A recent study about smart speakers revealed that they are, in a word, crap.

The study, entitled, WHEN SPEAKERS ARE ALL EARS: Understanding when smart speakers mistakenly record conversations, revealed that these smart gizmos are very often activated by words and phrases that have little to do with anything.

Of course, that means they are recording and sending audio clips when they really shouldn’t be.

Not to worry, though – we are reassured by the researchers that it’s no big deal!

1984

Just a few months ago, we learned all about how smart devices are often sending private data and even video footage of privates moments across the world:

Amazon’s AI-based home security system is sending footage of users’ private moments to dozens of algorithm trainers halfway around the world, according to former employees – not unlike its Alexa “smart” speakers.

Amazon’s Cloud Cam home security device regularly sends video clips to employees in Romania and India, who help “train” its AI algorithms, according to five current and former employees who spoke to Bloomberg. The workers review the clips in order to help the system distinguish pet from threat – benign movement from malignant intruder. The only problem? Cloud Cam users have no idea they’re being watched by human eyes.

And that’s the part we know about.

The other part we often don’t think of is how all this data and metadata is certainly not flushed down the toilet by the likes of Google and Amazon.

Instead, it’s kept – usually forever – in a giant treasure trove of personal information that can be scanned, filtered, correlated, and processed in just about any way you can think of for a whole variety of reasons.

It would be naive to think that a company like Google would NOT use or share all that data in any way that they – or the NSA – see fit. This is the same Google which started as a DARPA-funded PhD thesis and turned into a global giant with the motto, “Don’t be evil.”

Well, I think we can call, “Oops!” on that one.

The Study

Back to our study. In summary:

The main goals of our research are to detect if, how, when, and why smart speakers are unexpectedly recording audio from their environment (we call this activation). We are also interested in whether there are trends based on certain non-wake words, type of conversation, location, and other factors.

One of the ways the researchers at Northeastern University and Imperial College London investigated this “unexpected recording” is by playing clips of TV shows:

Instead, we came up with a much simpler approach: we turn to popular TV shows containing reasonably large amounts of dialogue. Namely, our experiments use 125 hours of Netflix content from a variety of themes/genres, and we repeat the tests multiple times to understand which non-wake words consistently lead to activations and voice recording.

And now for the results…

Their Exciting Conclusion

You’re gonna love this!

First, the initial results:

Are these devices constantly recording our conversations? In short, we found no evidence to support this.

▸ Provided material:
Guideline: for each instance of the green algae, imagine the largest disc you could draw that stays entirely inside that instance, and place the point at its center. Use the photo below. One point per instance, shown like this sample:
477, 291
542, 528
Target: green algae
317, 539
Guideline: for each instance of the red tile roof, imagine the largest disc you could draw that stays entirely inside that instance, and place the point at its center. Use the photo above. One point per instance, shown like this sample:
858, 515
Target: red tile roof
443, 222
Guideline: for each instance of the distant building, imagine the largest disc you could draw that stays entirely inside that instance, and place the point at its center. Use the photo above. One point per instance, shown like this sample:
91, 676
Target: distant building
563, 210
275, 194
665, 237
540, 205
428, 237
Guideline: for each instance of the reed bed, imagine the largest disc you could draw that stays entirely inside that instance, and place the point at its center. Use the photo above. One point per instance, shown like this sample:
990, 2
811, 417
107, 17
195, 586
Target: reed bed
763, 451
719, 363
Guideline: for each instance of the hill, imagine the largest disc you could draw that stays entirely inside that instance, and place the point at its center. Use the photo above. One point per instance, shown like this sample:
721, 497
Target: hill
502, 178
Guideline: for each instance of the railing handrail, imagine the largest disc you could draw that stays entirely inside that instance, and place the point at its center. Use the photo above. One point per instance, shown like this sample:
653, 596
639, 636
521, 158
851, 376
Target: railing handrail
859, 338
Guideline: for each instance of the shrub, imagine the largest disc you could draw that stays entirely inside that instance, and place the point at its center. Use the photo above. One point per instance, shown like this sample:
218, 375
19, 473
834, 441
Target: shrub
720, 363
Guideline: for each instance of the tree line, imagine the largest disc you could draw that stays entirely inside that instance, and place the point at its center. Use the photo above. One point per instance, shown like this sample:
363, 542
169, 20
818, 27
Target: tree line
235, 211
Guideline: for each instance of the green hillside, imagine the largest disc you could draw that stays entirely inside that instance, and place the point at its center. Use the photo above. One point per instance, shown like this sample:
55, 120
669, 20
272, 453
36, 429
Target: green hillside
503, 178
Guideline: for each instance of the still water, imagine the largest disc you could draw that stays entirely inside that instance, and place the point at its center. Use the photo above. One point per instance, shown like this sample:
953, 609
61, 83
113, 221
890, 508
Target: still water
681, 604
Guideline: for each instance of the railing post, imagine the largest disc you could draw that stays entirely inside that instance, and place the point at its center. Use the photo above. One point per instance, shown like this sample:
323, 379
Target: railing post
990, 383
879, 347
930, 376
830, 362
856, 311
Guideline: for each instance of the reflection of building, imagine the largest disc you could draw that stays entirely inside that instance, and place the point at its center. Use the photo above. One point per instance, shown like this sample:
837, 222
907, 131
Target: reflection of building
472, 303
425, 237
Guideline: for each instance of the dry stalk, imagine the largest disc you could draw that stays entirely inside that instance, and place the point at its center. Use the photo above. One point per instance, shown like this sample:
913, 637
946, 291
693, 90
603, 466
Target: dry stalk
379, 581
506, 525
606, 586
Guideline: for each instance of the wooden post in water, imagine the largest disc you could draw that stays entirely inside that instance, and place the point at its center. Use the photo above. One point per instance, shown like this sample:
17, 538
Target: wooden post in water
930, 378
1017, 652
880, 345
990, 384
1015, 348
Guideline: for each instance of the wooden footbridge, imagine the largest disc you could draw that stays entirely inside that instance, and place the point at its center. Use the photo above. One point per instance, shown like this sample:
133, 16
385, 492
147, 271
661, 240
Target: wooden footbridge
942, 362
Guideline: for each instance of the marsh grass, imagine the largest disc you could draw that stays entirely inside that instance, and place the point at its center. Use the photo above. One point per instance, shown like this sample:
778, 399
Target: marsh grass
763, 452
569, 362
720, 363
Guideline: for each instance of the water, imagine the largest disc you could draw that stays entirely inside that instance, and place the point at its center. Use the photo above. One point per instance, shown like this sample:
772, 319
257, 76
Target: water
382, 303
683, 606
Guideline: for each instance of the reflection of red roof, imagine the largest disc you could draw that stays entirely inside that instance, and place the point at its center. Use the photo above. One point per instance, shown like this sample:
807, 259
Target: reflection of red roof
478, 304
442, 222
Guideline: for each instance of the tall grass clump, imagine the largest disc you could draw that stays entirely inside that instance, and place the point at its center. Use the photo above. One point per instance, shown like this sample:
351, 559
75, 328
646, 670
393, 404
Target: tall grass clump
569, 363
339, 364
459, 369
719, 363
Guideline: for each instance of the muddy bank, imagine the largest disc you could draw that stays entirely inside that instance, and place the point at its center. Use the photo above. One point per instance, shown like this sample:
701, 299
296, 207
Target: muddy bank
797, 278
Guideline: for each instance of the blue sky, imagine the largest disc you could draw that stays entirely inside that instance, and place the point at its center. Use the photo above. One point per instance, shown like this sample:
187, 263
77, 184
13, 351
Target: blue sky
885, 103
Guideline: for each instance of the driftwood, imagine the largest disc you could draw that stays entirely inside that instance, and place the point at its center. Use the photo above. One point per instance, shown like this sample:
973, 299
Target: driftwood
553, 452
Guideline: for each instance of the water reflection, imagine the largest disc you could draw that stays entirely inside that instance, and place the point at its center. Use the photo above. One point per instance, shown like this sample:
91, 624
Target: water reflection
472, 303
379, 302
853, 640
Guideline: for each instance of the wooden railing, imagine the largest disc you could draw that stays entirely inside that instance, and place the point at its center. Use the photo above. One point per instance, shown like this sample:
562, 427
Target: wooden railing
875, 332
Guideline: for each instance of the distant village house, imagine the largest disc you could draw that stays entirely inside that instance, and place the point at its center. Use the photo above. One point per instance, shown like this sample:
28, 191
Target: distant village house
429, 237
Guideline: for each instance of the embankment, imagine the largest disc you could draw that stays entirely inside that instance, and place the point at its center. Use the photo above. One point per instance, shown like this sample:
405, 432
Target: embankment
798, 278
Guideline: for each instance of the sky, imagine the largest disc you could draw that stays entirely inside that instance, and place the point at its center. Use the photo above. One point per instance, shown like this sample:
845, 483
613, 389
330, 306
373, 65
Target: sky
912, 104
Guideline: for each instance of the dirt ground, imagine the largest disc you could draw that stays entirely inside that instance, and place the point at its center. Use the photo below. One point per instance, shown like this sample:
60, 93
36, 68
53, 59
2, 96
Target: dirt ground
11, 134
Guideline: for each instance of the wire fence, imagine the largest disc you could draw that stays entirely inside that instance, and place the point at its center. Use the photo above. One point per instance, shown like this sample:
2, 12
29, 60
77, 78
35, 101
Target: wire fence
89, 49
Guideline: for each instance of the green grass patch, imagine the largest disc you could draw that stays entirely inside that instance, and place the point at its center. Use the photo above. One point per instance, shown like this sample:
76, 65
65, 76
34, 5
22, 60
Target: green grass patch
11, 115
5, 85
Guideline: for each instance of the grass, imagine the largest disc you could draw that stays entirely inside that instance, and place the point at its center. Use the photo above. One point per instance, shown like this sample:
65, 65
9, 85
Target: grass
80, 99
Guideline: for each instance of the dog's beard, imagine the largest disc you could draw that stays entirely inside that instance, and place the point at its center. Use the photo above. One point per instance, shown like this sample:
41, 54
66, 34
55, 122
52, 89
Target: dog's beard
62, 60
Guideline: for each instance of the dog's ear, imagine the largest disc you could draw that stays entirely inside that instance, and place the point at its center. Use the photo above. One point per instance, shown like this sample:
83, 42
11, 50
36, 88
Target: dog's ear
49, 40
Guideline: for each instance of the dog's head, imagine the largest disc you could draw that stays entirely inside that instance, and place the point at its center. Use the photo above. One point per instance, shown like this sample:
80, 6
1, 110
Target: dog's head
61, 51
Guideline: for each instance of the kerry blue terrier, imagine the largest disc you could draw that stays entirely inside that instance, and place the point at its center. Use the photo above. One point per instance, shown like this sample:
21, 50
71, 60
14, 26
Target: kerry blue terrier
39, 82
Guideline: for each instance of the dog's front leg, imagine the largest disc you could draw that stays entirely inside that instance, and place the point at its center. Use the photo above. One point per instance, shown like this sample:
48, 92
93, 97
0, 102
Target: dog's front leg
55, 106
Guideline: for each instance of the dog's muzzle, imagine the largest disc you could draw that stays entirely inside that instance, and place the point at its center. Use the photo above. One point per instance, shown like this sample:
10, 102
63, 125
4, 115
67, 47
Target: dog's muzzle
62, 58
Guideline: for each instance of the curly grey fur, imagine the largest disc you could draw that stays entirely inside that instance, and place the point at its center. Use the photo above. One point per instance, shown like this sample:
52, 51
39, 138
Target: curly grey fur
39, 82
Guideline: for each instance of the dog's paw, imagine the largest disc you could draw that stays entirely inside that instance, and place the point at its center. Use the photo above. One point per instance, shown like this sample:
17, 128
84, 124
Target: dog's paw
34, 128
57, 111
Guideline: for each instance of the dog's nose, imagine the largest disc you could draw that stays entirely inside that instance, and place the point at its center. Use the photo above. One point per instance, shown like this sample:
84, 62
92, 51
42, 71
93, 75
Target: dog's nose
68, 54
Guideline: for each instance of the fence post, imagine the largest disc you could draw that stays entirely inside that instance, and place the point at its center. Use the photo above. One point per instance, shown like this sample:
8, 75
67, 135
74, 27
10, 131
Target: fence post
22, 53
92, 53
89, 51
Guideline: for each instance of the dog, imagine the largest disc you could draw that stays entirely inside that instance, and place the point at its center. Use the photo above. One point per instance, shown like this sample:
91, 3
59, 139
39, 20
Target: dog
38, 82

▸ Problem set:
1. Quote the stretch of the smart speaker piece from "The main goals" through "and other factors.".
2. Please print the stretch of the listing from the line containing "Guideline: for each instance of the fence" through the end of the listing, reproducing each line exactly.
The listing is unrelated to the smart speaker piece.

▸ Solutions in order:
1.
The main goals of our research are to detect if, how, when, and why smart speakers are unexpectedly recording audio from their environment (we call this activation). We are also interested in whether there are trends based on certain non-wake words, type of conversation, location, and other factors.

2.
Guideline: for each instance of the fence post, imagine the largest disc you could draw that stays entirely inside that instance, and place the point at its center. Use the photo above. One point per instance, shown like this sample:
8, 75
67, 135
74, 27
10, 131
Target: fence post
22, 53
92, 53
89, 51
Guideline: for each instance of the dog, imagine the largest disc you could draw that stays entirely inside that instance, and place the point at its center. Use the photo above. One point per instance, shown like this sample:
91, 3
59, 139
39, 20
Target: dog
38, 82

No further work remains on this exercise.